Repeat the following lines exactly and nothing else: the line containing "the stone facade" and each line after it through the end of the listing.
_ _ _
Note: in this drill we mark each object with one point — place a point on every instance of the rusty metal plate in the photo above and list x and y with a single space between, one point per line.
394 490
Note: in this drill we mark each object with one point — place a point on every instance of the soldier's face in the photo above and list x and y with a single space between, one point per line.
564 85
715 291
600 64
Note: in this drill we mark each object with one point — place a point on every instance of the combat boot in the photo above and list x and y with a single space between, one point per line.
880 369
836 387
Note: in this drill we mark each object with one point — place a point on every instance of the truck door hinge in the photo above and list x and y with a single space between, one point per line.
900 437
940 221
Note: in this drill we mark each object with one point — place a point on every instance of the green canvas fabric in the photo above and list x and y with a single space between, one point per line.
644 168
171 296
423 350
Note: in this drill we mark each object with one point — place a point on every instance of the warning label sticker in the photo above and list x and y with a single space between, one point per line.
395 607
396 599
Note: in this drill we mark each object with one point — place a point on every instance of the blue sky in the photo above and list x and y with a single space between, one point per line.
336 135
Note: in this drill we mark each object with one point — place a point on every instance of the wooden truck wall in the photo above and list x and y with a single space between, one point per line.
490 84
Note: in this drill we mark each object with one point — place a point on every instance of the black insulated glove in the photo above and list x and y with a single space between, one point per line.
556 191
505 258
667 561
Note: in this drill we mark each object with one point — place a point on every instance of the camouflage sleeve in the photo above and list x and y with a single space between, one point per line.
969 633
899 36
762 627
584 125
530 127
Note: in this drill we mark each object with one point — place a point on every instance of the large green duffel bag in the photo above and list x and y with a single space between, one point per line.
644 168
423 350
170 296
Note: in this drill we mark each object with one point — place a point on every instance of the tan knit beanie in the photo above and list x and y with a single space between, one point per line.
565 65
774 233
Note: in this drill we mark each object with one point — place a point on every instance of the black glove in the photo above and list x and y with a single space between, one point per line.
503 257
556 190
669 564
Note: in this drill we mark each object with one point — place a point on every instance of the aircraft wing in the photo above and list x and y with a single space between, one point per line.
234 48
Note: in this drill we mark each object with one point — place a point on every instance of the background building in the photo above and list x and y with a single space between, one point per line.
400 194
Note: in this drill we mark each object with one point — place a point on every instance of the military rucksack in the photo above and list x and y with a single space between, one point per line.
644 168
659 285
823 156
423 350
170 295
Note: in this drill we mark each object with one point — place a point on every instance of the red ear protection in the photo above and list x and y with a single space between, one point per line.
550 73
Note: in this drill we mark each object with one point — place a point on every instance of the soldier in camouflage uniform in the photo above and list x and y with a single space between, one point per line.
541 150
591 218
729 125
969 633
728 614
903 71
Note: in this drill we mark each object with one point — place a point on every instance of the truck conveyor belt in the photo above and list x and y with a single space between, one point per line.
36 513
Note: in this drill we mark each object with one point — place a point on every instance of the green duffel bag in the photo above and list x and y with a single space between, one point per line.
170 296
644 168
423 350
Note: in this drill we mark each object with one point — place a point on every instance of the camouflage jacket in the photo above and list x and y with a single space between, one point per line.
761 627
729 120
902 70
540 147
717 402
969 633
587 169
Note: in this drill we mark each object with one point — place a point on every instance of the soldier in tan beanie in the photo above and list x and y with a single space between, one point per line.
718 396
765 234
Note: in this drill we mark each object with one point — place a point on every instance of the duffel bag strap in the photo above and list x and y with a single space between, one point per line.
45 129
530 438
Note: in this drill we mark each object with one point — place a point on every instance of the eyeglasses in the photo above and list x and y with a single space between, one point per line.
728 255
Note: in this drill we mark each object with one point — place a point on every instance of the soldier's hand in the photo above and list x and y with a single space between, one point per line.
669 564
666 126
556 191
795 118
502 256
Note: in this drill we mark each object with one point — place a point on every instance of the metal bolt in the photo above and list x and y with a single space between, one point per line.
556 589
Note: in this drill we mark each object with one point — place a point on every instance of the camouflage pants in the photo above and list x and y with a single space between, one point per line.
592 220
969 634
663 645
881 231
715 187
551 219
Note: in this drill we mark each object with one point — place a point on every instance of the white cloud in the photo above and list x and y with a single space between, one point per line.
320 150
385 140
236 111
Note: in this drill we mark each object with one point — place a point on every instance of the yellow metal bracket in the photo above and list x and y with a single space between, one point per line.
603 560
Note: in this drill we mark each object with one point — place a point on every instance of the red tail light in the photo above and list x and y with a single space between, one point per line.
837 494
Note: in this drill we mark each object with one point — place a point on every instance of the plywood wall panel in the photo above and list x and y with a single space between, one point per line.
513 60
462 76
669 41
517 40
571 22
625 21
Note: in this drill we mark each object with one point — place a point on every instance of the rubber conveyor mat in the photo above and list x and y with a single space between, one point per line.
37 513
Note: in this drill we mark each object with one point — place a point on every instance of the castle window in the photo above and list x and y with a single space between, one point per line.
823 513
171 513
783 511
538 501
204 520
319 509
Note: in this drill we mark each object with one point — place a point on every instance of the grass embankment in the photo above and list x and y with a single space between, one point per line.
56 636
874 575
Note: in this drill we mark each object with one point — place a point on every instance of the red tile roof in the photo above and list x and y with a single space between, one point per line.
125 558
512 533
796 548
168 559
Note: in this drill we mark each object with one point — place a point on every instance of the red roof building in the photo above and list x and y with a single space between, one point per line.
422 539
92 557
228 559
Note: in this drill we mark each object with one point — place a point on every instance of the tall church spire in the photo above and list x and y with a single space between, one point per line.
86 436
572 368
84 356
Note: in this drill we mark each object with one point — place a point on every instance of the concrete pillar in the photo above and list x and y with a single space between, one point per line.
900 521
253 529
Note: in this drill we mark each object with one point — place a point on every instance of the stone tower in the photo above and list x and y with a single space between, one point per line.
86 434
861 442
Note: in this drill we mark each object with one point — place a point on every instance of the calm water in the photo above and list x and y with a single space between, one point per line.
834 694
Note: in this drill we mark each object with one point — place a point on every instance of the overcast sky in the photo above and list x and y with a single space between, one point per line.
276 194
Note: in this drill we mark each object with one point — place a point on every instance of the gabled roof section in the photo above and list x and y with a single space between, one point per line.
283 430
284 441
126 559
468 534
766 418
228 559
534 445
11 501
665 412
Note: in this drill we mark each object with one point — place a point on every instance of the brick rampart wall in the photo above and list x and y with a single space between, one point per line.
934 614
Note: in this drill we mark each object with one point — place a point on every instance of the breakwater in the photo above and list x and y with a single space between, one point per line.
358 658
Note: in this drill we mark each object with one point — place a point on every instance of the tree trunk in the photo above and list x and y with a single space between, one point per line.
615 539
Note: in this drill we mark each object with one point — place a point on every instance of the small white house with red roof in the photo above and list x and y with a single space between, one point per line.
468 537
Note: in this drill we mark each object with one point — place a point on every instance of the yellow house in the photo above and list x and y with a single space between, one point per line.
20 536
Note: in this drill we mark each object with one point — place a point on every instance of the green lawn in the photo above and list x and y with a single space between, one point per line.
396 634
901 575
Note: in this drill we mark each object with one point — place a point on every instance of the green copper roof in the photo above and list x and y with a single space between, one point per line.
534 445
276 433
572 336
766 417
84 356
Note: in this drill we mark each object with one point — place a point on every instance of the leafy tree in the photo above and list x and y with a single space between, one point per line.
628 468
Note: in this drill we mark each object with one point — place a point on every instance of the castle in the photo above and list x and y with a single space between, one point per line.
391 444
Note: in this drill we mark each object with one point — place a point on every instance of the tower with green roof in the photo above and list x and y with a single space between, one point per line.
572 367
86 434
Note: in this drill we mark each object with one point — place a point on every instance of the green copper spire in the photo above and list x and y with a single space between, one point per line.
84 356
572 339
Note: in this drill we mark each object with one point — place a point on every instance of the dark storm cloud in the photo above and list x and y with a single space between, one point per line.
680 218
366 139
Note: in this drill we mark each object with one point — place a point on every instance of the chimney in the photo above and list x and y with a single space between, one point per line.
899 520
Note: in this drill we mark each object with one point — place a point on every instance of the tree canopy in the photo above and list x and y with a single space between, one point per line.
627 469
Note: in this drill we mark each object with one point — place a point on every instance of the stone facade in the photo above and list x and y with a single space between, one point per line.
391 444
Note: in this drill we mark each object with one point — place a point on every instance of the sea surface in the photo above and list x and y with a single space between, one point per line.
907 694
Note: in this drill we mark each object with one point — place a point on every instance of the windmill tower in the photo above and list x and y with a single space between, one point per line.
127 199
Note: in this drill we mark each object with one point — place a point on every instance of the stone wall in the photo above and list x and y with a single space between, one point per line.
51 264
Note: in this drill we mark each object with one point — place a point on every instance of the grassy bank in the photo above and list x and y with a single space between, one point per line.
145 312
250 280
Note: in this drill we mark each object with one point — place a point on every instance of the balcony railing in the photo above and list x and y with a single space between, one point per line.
_ _ _
▸ **Response to this task**:
Note: in this drill we mark each object with one point — place a point on every instance of the stone facade in the photo above and list x and y with a single space between, one point per line.
391 444
Note: in this drill we mark each object with one point — place a point on every instance of the sea surface in the photo above and list x and y with a single space between, one point per line.
907 694
Note: in this drill we mark each object with one point — place a point on every instance of the windmill tower in the photo above and list x and y with a single space between, one point per line.
127 199
Note: in this drill we mark each object with one point — place a point on every instance of the stone wall in the photo above and list x and y with a single space between, one point per line.
51 264
Note: in this drill we mark each object with one point — place a point on every instance of the grassy bank in the photo above and list x and y with a single space between, one point per line.
145 312
250 280
Note: in this drill we mark each object with one point — place a point on every instance of the balcony railing in the photo above and list x and y with a single space between, one point per line.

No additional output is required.